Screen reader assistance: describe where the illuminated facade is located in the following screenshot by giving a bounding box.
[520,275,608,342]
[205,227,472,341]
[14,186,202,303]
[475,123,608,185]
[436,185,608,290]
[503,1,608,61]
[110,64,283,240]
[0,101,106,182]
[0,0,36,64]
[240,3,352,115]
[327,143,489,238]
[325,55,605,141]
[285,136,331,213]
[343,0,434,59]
··········
* PROBLEM DETAILS: Please rescale the stretch from the start of the entries through the line containing "[0,0,36,64]", giving every line again, requests included, with each bounding-box coordinate in the answers multiplied by 0.25 and rounded to a whole number, halves up. Stop after that line.

* TASK SOLUTION:
Screen reader assistance: describe where the illuminated facade is located in the following screenshot by giving a bounding box.
[130,69,152,86]
[51,57,118,85]
[4,47,51,76]
[119,31,152,46]
[109,46,152,73]
[126,0,152,15]
[28,16,71,60]
[0,25,27,46]
[0,0,9,16]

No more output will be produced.